▶ Information shown:
■ ■ ■ ■ ■ ■ ■

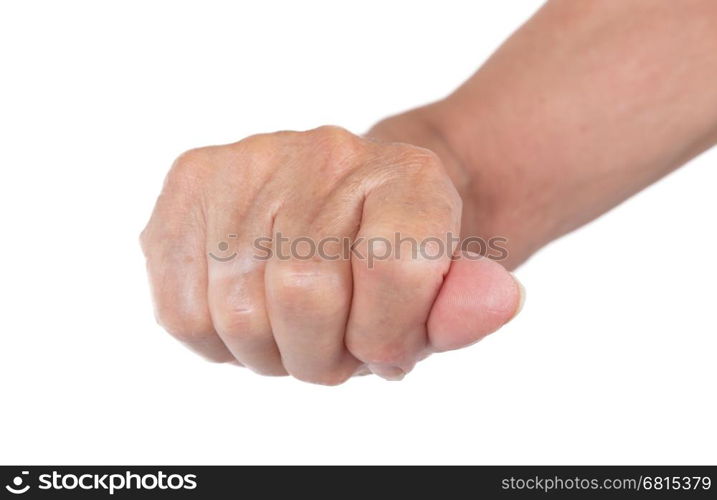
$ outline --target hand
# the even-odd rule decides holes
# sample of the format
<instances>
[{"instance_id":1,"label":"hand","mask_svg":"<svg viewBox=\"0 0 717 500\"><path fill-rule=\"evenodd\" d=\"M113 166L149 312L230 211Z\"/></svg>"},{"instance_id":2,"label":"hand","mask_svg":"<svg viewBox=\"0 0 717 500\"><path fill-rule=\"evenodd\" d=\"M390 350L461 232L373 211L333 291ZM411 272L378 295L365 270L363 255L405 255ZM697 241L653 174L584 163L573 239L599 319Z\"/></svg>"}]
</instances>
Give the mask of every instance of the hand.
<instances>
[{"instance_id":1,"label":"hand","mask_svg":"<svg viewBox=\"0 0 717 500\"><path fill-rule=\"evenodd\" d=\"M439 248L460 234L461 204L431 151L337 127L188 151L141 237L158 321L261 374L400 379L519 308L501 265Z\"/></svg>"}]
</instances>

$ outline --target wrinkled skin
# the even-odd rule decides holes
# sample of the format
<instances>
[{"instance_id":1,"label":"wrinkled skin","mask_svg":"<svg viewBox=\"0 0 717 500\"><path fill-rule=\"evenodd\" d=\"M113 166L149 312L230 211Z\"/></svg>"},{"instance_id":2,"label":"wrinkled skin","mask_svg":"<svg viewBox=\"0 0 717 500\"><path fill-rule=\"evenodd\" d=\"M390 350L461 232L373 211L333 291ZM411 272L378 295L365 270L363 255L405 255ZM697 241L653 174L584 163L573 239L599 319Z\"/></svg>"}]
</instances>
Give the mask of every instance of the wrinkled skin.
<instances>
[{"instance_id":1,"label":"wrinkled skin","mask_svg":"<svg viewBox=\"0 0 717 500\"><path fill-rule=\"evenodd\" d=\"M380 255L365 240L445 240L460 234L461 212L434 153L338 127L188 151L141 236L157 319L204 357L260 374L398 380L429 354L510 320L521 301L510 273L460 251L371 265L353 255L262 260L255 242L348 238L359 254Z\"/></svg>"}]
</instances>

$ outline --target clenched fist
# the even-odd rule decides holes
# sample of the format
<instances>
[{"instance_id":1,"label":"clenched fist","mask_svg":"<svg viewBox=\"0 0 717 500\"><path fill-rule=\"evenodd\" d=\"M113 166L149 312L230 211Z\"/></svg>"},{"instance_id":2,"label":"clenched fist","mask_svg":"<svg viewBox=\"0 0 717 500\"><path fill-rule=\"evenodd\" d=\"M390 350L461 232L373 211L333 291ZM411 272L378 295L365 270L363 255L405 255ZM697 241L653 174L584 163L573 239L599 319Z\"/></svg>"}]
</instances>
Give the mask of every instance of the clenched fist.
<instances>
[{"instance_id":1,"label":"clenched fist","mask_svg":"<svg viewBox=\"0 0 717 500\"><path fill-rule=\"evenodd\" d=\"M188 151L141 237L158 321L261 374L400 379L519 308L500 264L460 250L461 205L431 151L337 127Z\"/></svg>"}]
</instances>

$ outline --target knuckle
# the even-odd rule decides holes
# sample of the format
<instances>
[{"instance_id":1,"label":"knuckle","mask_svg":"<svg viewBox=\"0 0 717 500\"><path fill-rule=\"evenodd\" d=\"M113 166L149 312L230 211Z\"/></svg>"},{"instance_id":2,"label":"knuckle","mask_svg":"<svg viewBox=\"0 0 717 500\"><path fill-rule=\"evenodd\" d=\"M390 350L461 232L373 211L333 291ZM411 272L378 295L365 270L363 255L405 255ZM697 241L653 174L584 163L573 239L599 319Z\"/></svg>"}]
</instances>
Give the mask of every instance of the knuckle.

■ ■ ■ ■ ■ ■ ■

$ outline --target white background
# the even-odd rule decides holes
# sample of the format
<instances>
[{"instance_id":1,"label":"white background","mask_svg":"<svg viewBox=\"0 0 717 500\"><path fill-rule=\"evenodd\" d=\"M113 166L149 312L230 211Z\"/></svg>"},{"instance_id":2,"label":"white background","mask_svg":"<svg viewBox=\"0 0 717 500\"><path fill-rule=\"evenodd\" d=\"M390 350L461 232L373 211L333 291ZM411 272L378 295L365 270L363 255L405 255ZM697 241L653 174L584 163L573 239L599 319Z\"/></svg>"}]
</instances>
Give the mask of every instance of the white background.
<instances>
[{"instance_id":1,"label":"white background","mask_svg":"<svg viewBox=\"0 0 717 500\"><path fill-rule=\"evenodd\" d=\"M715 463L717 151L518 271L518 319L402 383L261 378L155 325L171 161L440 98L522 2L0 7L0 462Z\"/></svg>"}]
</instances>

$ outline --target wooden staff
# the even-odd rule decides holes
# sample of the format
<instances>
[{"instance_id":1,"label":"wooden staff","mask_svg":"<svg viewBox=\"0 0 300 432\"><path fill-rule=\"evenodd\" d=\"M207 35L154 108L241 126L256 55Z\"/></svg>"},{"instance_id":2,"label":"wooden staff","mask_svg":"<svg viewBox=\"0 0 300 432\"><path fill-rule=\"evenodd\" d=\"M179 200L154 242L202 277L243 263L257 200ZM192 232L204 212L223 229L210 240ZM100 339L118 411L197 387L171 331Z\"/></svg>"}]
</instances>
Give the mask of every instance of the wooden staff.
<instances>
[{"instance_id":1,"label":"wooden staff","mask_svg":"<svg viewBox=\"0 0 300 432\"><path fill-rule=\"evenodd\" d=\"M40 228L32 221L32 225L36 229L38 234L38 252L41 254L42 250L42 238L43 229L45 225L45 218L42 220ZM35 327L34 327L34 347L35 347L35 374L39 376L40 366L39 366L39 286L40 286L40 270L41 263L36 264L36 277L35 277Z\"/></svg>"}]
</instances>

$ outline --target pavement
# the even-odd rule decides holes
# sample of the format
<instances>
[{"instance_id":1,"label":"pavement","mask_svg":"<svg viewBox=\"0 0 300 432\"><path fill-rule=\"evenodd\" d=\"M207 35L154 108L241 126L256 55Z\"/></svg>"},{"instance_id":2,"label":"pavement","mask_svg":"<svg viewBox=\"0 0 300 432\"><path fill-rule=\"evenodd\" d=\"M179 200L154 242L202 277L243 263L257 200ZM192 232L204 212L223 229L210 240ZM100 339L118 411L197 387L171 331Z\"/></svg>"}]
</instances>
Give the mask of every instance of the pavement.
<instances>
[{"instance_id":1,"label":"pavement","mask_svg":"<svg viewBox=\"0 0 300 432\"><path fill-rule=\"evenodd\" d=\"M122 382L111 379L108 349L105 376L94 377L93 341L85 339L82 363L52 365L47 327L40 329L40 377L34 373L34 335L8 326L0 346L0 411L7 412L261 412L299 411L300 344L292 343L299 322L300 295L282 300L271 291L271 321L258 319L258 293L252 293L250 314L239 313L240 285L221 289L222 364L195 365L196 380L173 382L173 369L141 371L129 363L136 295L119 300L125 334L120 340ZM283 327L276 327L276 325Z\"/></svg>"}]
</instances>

■ ■ ■ ■ ■ ■ ■

The required answer is each line of the entries containing the string "outline".

$ outline --target hand
$ outline --target wrinkled skin
$ outline --target clenched fist
$ outline --target knuckle
$ outline --target white background
$ outline --target wooden staff
$ outline --target pavement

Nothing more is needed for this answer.